• **About this task**
In the listing that follows, locate the line containing "positive clicks: (84, 56) (81, 59) (80, 64)" and the line containing "positive clicks: (117, 115)". Retype exactly those two lines and every line between them, and nothing more.
━━━━━━━━━━
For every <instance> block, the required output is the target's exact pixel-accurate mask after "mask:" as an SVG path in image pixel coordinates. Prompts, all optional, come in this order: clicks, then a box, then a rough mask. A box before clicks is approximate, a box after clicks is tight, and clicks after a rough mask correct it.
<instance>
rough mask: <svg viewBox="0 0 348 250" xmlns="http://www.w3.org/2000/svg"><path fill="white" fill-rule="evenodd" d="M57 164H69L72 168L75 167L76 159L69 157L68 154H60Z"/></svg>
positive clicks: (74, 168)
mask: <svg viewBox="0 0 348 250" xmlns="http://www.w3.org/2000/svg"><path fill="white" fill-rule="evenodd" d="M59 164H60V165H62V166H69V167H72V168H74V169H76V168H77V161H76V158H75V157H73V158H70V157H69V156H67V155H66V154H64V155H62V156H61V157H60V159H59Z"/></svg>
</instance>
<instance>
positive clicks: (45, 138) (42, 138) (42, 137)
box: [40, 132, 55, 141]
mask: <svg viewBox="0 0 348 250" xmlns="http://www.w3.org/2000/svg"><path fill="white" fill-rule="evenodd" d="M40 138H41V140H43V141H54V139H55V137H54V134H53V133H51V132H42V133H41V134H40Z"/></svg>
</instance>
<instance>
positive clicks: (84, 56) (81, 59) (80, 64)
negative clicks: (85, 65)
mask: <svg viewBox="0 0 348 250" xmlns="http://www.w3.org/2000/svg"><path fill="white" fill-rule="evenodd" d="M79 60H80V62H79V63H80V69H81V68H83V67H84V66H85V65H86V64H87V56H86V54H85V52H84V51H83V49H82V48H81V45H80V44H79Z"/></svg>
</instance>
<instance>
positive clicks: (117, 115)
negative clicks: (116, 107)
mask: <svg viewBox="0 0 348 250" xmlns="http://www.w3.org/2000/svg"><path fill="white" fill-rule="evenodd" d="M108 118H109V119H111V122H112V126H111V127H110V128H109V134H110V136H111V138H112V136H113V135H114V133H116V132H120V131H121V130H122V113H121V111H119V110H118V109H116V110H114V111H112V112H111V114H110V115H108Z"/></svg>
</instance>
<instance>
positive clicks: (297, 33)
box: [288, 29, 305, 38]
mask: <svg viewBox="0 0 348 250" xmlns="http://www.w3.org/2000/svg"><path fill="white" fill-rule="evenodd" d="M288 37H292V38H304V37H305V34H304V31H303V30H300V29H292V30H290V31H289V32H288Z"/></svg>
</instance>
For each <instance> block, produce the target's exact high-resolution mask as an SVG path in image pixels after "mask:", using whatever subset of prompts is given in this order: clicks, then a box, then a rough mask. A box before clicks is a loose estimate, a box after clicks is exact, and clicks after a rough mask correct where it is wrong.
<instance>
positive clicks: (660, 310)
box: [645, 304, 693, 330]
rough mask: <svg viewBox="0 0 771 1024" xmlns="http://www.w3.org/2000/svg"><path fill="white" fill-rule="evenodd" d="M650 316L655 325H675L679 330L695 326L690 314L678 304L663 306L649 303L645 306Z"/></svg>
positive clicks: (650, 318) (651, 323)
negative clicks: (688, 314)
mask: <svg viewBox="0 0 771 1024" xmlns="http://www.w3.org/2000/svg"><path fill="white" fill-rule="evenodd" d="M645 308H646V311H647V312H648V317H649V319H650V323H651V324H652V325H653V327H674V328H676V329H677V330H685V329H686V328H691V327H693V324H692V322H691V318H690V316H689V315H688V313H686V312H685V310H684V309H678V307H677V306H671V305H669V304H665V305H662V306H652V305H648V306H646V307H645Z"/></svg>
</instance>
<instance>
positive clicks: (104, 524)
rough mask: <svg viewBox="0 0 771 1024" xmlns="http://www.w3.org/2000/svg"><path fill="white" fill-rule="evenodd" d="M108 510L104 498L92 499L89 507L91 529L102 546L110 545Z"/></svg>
━━━━━━━━━━
• **Task response**
positive clicks: (84, 56) (81, 59) (80, 64)
negative clicks: (85, 65)
mask: <svg viewBox="0 0 348 250" xmlns="http://www.w3.org/2000/svg"><path fill="white" fill-rule="evenodd" d="M79 60H80V62H79V63H80V69H81V68H83V67H84V66H85V65H86V64H87V56H86V54H85V52H84V51H83V49H82V48H81V45H80V44H79Z"/></svg>
</instance>
<instance>
positive clicks: (117, 115)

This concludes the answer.